:: Required task ::
Copy the lines below word for word, leaving out the pictures.

:: Given information ::
>> start
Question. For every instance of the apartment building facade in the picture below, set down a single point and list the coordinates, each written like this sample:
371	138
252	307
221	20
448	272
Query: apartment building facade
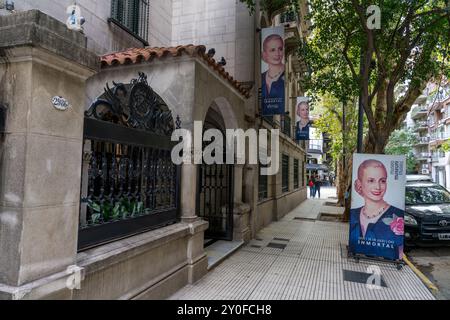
88	191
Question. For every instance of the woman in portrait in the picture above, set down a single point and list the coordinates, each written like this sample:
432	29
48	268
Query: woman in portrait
303	125
272	80
376	228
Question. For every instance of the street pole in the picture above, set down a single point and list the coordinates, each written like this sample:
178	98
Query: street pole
360	111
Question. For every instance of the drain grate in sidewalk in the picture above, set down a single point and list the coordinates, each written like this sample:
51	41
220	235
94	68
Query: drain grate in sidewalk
276	245
304	219
281	239
360	277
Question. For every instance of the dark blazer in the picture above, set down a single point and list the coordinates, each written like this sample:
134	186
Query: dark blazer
379	240
273	101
>> end
:: Result of this task ::
Question. For every instance of the apartment building facade in the picture below, set down a single point and list the coordinates, each written like this sample:
371	138
252	307
221	20
448	272
Query: apartment building facade
88	191
Question. For every instance of the woman in portrait in the picture above, set down a single point and list the coordinates, each written like this sample:
432	29
48	268
Query: woman in portrait
303	125
272	80
376	228
Question. For every instance of the street pole in the picture above, set down a single point and list the coordinates, each written like this sample:
178	98
Query: street pole
360	111
Question. For every instance of the drain grate in sidewalk in the picture above, set down a single point and list the coordinates, each written like this sample:
51	41
220	235
94	68
Query: drain grate in sidewalk
276	245
304	219
281	239
360	277
Question. For every instance of the dark blazer in the picture above, set down a single point and list the coordinates, each written like this sample:
134	186
Query: dark blazer
379	240
273	101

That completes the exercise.